# PROBLEM REQUIREMENTS
This exercise asks for every record to be output again exactly.
--------------------------------------------------
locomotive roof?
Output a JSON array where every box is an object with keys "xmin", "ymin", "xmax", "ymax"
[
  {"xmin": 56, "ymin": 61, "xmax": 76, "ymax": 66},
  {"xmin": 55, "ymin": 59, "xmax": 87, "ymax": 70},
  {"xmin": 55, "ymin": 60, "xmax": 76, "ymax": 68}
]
--------------------------------------------------
# ANSWER FOR THE TASK
locomotive roof?
Output a JSON array where every box is an object with keys "xmin", "ymin", "xmax", "ymax"
[
  {"xmin": 56, "ymin": 61, "xmax": 76, "ymax": 66},
  {"xmin": 55, "ymin": 59, "xmax": 87, "ymax": 70},
  {"xmin": 55, "ymin": 60, "xmax": 76, "ymax": 68}
]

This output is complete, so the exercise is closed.